Start of Supplied passage
The Rise, Fall, and Future of Vector Databases: How to Pick the One That Lasts

Dmitry Kan
9 min read1 day ago

--

Special thanks to Doug Turnbull, Daniel Svonava, Atita Arora, Aarne Talman, Saurabh Rai, Andre Zayarni, Leo Boytsov, Pat Lasserre and Bob van Luijt for reading and commenting the drafts of this post

Jo Kristian Bergum recently wrote a massively influential X post: “The rise and fall of the vector database infrastructure category”.

I jokingly replied in a comment:

It is all good to chart what happened or happens on the industry level, but what a regular user should do? How to choose a vector database in this vastly fragmented space? This runs on the assumption, that for your product or project idea you’ve decided and are certain, that you need to use vector embeddings to represent semantic (or other) relations between objects (products, texts, images, videos, emails and so on).

But first, let’s quickly go through the Rise and The Fall of vector databases — before talking about the Future.

The Rise

The Rise, generated by Dall-E

As you know, in my own way I participated in creating the emerging trend on vector databases by interviewing and cataloging the players present on the market 3 years ago. Behind the scenes I even advised a VC firm to pick a vector database between (back then) two main contenders. I have talked about Vector Search and Vector Databases in many forums, including Berlin Buzzwords (in 2021 and 2022), Haystack, London IR Meetup, Open NLP Meetup. I have also launched the Vector Podcast in 2021 as a way to explore this new trend. Of course since then the podcast has expanded to more topics, like LLMs, search, data science, neural search frameworks. And, most recently, I have discussed vector search and vector databases in our recent course on LLMs and Generative AI.
End of Supplied passage
Start of Dataset
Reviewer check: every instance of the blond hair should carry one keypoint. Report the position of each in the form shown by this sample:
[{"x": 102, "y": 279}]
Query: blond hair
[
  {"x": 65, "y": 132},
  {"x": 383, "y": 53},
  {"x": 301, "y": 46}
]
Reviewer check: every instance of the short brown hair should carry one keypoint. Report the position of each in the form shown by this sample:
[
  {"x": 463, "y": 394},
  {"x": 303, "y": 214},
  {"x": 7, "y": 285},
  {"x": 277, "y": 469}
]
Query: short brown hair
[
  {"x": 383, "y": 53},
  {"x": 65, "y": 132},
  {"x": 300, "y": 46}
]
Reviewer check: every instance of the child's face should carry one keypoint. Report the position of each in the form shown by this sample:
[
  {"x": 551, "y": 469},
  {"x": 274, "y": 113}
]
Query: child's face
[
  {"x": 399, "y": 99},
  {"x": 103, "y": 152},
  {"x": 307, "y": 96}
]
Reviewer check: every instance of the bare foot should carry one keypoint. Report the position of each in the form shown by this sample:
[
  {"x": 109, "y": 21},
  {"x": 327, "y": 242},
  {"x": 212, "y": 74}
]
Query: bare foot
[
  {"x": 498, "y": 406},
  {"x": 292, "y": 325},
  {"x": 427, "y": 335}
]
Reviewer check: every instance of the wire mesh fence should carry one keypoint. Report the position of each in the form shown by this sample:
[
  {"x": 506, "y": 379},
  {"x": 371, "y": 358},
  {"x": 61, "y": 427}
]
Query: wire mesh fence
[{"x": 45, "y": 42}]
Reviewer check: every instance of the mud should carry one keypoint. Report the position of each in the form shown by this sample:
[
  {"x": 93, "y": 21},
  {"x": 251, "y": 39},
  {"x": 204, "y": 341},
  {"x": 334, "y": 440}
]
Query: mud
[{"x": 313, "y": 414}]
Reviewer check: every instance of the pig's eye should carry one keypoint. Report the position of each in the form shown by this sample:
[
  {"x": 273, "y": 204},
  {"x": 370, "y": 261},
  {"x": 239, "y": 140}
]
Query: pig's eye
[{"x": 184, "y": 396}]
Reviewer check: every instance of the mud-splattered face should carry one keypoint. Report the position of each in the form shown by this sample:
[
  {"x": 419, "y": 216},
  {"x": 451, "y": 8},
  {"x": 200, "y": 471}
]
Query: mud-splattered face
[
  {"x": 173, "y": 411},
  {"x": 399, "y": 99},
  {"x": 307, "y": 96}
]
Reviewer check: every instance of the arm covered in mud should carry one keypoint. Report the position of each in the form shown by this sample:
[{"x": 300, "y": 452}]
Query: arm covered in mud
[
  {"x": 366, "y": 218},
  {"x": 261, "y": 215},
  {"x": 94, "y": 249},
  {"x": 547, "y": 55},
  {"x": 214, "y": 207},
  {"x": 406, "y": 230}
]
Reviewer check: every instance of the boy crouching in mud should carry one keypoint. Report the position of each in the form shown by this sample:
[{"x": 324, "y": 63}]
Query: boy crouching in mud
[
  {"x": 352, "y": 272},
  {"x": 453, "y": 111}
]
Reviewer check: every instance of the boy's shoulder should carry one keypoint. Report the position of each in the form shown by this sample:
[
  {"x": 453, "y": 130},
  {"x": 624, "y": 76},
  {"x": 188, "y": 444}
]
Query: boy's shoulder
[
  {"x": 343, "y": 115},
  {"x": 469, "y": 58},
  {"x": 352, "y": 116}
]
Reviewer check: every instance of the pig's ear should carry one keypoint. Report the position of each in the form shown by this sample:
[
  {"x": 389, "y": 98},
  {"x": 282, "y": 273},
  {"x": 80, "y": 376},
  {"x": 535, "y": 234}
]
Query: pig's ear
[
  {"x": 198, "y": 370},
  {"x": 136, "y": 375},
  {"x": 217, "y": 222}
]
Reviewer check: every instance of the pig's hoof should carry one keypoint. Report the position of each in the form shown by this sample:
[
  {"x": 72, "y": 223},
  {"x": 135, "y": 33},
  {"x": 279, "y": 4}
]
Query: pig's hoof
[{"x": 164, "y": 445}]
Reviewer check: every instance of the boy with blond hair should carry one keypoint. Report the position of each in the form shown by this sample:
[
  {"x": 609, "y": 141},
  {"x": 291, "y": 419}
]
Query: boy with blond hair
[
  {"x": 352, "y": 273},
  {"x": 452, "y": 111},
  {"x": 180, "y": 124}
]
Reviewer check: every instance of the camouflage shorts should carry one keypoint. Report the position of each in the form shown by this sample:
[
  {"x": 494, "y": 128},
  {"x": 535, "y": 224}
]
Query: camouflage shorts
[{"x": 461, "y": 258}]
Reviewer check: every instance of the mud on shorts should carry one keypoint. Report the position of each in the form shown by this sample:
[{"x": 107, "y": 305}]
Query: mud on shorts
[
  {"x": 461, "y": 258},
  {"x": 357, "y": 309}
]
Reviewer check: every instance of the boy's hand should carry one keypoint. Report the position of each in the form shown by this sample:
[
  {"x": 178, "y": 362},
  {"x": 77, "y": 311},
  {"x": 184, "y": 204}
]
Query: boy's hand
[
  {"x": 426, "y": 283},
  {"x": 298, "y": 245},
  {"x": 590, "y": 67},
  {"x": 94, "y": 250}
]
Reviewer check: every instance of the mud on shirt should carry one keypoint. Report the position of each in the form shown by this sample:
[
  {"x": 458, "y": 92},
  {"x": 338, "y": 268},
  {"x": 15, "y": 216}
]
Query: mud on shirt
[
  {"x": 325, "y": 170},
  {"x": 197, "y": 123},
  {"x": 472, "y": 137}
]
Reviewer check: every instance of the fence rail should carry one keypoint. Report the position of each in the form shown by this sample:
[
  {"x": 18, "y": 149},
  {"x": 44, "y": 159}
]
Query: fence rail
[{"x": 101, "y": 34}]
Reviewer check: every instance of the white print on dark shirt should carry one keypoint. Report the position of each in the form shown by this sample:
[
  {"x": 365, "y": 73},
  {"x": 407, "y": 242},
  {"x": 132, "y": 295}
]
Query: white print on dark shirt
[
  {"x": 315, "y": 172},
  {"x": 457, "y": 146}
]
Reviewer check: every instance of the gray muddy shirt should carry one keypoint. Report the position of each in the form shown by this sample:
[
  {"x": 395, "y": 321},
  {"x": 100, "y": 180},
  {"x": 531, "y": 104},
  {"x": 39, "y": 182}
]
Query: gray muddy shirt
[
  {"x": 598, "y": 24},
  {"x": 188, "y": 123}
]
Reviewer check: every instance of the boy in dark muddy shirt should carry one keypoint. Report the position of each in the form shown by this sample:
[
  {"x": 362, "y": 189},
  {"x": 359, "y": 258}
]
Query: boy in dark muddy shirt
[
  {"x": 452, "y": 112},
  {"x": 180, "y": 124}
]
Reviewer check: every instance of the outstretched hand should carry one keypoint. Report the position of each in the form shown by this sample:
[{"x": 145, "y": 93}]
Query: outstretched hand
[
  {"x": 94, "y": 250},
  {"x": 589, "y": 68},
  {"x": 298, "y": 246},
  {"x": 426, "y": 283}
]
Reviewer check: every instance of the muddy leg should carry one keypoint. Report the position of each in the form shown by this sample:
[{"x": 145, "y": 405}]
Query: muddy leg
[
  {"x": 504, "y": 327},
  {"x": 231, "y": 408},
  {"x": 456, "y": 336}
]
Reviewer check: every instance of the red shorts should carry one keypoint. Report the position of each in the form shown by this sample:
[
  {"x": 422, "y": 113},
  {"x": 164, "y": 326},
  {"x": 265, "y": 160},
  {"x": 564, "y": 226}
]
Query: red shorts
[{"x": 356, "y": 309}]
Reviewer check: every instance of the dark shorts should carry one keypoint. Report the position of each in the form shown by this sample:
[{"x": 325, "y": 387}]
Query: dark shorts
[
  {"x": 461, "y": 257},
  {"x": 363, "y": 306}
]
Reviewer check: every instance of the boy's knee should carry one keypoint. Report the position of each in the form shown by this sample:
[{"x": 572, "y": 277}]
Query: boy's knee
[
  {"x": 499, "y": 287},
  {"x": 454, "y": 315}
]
End of Dataset
• [Questions to answer]
(A) From the vector database article, list the forums where the author says they have talked about vector search and vector databases.
(B) Answer these questions from the vector database article:
(i) Who wrote the X post "The rise and fall of the vector database infrastructure category"?
(ii) In what year did the author launch the Vector Podcast?
(iii) How many years ago did the author interview and catalog the players on the vector database market?

• [Solutions to each task]
(A)
Berlin Buzzwords (2021 and 2022)
Haystack
London IR Meetup
Open NLP Meetup

(B)
(i) Jo Kristian Bergum
(ii) 2021
(iii) 3 years ago